Information given>

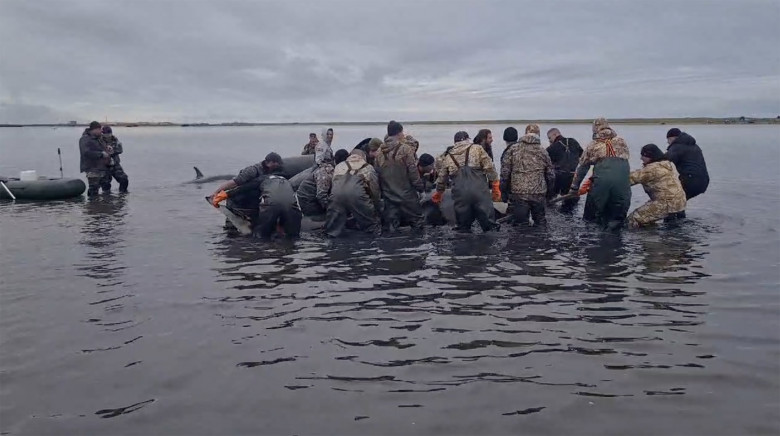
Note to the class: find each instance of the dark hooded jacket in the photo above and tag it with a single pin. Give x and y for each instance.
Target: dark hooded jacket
(689, 160)
(565, 154)
(91, 151)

What to produce> Write out every line of the material above word for word, leaving out the pictures.

Reply>
Note to the class: find each instance of the dark hooded jacket in the photo above and tag it with a single pin. Give x and y for each instance.
Target: dark hooded jacket
(689, 160)
(565, 154)
(91, 151)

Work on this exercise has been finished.